* [SUPPLIED PASSAGE]:
>>>>>

China's General Manufacturing PMI fell to 50.8 in March from 52.1 in February, remaining in expansion territory but moderating. Input price inflation accelerated to its highest level since March 2022 and output prices rose at the sharpest pace in four years; delivery times lengthened to the most since Dec 2022. Employment expanded for a third month and new orders/output continued growth, while inventories of finished goods contracted slightly; survey covered ~650 manufacturers (Mar 12-23).

Analysis

China’s manufacturing PMI still above 50 hides an earnings bifurcation: firms that can re-price or sit upstream in value chains will be able to capture margin relief, while low-margin, export-focused assemblers face a likely 200–400bp EBITDA squeeze over the next 3–9 months as input inflation outpaces achievable output pass-through. The mechanism is straightforward — lengthening lead times force higher WIP and safety-stock, increasing working capital days and interest expense for heavy-inventory operators; companies with logistics/warehousing leverage can monetise that via higher rates and utilization. Expect a discrete capex impulse into domestic capacity and automation over a 6–18 month horizon. Capacity constraints and supplier bottlenecks create a pull for robotics and local tooling (higher-ticket, lumpy orders) that translate into order books for automation vendors and industrial distributors; those names typically report revenue with 2–4 quarter lags versus the PMI signal, so order-to-revenue conversion will peak in late 2026 if current trends persist. Conversely, trade policy and geopolitical tail risks can abruptly reroute flows to Southeast Asia, creating a rapid demand reallocation risk for China-centric logistics providers. Key catalysts to watch: (1) continuing divergence between input-cost and output-price indices for two consecutive months (would signal sustained margin pressure), (2) a sustained rise in delivery times beyond 2 months (era of structurally higher freight rates), and (3) PBOC rhetoric or liquidity injections in response to real-economy weakness (which would blunt near-term downside but risk CPI upside). Near-term reversals are possible if export orders roll over or major shipping lanes reopen, so trade sizing should bifurcate into tactical (0–6m) and strategic (6–24m) tranches.

<<<<<

* [CHALLENGE 1]:
Please copy the entries from the line with "Annotation task — tag the grilled" up to and including the line with "[(69, 223)]", requests included, and offset every coordinate in the answers by -78. Give only those lines.
The PMI passage and the entries are unrelated material.

* [SUPPLIED DATA]:
>>>>>

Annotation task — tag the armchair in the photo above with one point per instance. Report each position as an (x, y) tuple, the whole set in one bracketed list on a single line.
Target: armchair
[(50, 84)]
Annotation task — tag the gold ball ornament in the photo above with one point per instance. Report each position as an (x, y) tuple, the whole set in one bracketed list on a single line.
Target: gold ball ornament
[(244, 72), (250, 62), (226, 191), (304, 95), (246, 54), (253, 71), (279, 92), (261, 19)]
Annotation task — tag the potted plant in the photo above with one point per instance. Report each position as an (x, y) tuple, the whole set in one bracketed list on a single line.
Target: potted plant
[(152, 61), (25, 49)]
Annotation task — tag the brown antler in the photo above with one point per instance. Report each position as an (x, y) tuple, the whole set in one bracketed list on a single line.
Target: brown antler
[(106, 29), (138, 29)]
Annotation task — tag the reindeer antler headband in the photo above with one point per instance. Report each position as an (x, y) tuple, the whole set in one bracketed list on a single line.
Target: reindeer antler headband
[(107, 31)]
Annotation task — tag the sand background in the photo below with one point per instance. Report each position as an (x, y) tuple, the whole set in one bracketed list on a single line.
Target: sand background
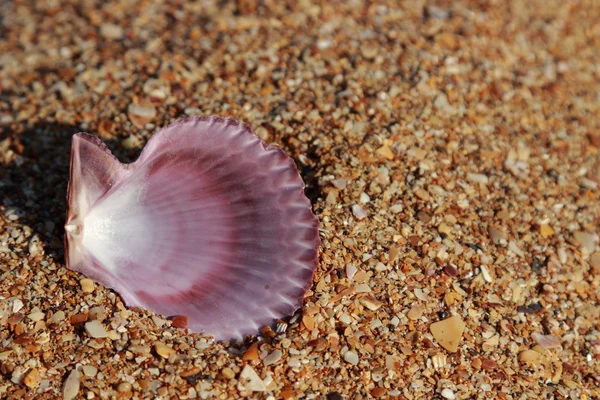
[(450, 149)]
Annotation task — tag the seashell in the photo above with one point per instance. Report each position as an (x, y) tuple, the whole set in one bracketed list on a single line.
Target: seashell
[(209, 222)]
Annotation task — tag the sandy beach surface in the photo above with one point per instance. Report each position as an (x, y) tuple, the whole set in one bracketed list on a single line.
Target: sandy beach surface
[(451, 151)]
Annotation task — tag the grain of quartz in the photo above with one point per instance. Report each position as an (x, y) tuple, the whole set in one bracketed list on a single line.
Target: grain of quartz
[(449, 150)]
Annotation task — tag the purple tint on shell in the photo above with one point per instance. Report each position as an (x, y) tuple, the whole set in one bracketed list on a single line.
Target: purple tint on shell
[(209, 222)]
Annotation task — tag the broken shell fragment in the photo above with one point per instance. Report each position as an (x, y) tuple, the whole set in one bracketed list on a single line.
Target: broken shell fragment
[(209, 223)]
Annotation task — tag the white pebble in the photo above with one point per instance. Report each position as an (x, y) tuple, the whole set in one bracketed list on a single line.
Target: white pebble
[(272, 357), (95, 329), (351, 357), (359, 212), (71, 387), (364, 198)]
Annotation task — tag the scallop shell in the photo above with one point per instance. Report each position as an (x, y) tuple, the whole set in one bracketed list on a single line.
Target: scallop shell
[(209, 222)]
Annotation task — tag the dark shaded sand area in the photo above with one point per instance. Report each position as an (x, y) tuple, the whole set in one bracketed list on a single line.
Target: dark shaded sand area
[(451, 151)]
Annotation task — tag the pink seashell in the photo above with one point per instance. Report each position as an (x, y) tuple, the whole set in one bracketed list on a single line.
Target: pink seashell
[(209, 222), (546, 341)]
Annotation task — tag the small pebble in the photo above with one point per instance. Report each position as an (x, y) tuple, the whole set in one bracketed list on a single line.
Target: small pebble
[(351, 357), (272, 357), (87, 285), (359, 212), (250, 379), (89, 370), (179, 321), (71, 386), (163, 350), (111, 31), (95, 329)]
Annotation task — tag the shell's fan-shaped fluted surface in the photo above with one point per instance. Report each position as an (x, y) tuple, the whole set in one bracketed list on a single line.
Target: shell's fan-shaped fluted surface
[(209, 222)]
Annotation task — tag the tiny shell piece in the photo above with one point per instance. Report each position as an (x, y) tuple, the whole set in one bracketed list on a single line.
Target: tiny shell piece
[(209, 222)]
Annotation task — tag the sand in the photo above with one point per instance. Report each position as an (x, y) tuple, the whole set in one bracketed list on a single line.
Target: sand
[(451, 152)]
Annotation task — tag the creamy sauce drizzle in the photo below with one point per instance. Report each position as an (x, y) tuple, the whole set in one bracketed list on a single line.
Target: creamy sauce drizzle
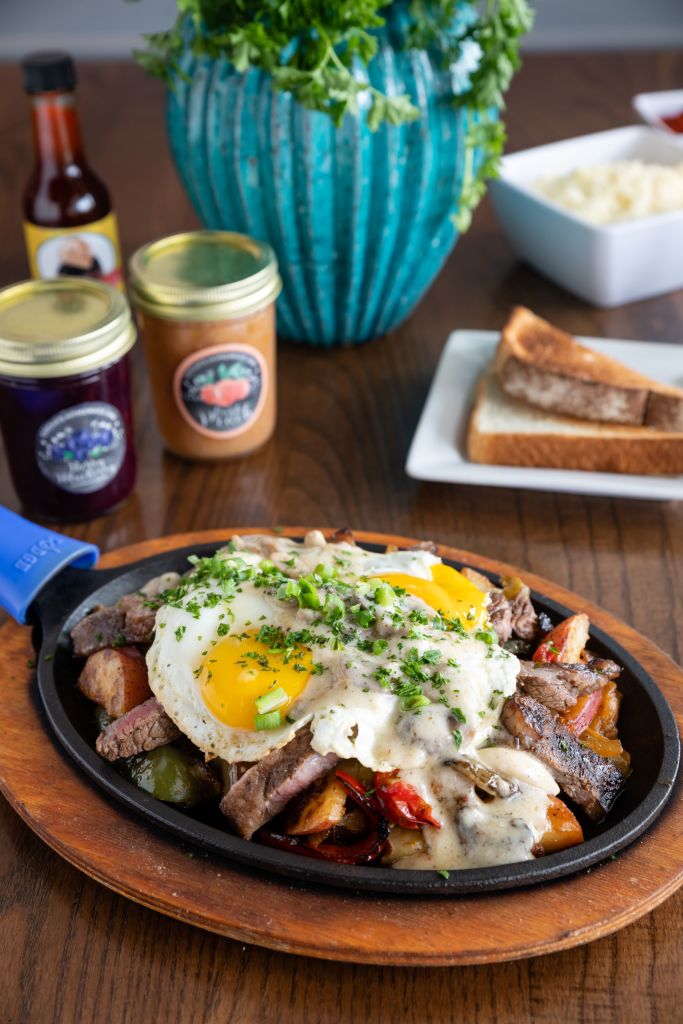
[(352, 715)]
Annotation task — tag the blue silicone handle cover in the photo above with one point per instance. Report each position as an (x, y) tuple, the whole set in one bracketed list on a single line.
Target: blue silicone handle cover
[(30, 555)]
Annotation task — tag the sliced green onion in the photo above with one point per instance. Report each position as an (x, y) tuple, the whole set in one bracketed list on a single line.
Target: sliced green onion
[(270, 721), (384, 594), (271, 700), (419, 700), (308, 595)]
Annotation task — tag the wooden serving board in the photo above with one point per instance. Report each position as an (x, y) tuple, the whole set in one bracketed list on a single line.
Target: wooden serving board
[(73, 816)]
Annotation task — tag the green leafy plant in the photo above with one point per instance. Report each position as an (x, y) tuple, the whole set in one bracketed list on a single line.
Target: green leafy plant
[(319, 51)]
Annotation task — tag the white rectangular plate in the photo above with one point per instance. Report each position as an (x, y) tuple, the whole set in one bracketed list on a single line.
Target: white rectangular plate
[(438, 451)]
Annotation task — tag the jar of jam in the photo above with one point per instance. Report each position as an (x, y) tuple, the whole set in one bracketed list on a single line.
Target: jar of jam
[(206, 304), (65, 396)]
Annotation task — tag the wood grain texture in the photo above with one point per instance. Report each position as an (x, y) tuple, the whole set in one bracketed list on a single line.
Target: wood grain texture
[(142, 863), (72, 950)]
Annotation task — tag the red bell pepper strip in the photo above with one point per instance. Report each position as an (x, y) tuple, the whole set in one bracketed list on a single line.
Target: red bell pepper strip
[(580, 717), (364, 852), (401, 803)]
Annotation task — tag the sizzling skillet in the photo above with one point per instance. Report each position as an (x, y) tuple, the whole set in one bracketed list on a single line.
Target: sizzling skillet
[(44, 579)]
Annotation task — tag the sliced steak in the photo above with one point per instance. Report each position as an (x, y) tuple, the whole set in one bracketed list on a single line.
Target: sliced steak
[(609, 670), (500, 614), (116, 679), (587, 778), (265, 788), (143, 728), (556, 685), (100, 629), (131, 620)]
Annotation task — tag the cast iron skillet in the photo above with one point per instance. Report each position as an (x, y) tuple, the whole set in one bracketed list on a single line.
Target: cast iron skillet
[(647, 729)]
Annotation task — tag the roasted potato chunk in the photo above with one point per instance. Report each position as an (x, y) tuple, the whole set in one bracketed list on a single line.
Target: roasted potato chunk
[(116, 679), (563, 829), (324, 809), (565, 642)]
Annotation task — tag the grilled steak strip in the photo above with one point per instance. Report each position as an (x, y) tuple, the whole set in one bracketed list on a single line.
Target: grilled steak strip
[(143, 728), (556, 685), (500, 613), (264, 790), (100, 629), (131, 620), (610, 670), (587, 778)]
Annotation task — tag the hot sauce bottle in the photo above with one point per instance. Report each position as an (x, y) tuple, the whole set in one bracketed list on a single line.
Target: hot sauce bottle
[(69, 223)]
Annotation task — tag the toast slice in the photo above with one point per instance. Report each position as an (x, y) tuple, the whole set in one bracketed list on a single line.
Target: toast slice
[(545, 367), (507, 432)]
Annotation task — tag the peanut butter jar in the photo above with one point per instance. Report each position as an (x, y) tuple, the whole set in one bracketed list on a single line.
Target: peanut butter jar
[(206, 306)]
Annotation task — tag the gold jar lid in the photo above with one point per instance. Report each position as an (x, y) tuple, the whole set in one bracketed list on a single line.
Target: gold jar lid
[(61, 327), (204, 275)]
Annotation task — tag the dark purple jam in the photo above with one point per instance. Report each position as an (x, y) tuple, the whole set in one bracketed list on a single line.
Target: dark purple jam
[(70, 441)]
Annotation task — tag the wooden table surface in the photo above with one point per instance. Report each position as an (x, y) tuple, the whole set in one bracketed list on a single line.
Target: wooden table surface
[(71, 950)]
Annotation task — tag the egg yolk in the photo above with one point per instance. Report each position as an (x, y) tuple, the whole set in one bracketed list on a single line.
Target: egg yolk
[(447, 591), (240, 669)]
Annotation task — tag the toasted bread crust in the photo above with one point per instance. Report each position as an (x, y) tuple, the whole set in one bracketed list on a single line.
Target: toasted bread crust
[(616, 450), (583, 399), (547, 368)]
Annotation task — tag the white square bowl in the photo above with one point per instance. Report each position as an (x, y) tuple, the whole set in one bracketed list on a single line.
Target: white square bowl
[(606, 265)]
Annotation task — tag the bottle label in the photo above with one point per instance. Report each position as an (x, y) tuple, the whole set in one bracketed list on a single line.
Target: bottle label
[(220, 391), (89, 251), (82, 449)]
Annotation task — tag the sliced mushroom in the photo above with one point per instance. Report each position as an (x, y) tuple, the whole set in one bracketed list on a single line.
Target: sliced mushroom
[(485, 779)]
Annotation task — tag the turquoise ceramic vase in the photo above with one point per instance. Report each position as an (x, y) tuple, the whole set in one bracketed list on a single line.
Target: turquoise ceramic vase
[(361, 221)]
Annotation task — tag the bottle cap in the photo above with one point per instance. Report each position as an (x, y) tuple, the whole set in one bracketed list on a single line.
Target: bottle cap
[(48, 72)]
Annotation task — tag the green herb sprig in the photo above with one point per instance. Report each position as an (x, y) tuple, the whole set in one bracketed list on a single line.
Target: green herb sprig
[(321, 53)]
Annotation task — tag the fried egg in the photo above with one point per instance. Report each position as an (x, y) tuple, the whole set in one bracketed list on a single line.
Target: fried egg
[(388, 658), (213, 660)]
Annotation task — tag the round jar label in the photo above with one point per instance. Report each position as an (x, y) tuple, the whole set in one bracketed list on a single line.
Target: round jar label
[(220, 391), (82, 449)]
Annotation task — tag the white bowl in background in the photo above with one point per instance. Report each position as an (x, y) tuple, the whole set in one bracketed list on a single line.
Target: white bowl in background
[(605, 264), (651, 107)]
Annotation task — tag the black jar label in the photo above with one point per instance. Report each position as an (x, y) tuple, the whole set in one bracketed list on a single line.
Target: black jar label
[(82, 449), (220, 391)]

<<<<<

* [CHALLENGE 2]:
Write out the PMI passage from "China's General Manufacturing" up to and including "manufacturers (Mar 12-23).", substituting "Purchasing Managers' Index" for "PMI".

* [EXERCISE RESULT 1]:
Annotation task — tag the grilled steak strip in the photo above with one point per instance. Report each position as an (x, y) tuple, the whole set in one bracketed list on a single line.
Target: grilled steak strip
[(65, 650), (478, 607), (422, 535), (186, 712), (22, 551), (53, 542), (532, 592), (509, 700)]
Annotation task — tag the hot sauce bottle in the photo above with one point per instance. Report each position as an (x, y) tuple, the whole set in one bracketed list on a single line.
Target: hot sauce bottle
[(-9, 145)]

* [EXERCISE RESULT 2]:
China's General Manufacturing Purchasing Managers' Index fell to 50.8 in March from 52.1 in February, remaining in expansion territory but moderating. Input price inflation accelerated to its highest level since March 2022 and output prices rose at the sharpest pace in four years; delivery times lengthened to the most since Dec 2022. Employment expanded for a third month and new orders/output continued growth, while inventories of finished goods contracted slightly; survey covered ~650 manufacturers (Mar 12-23).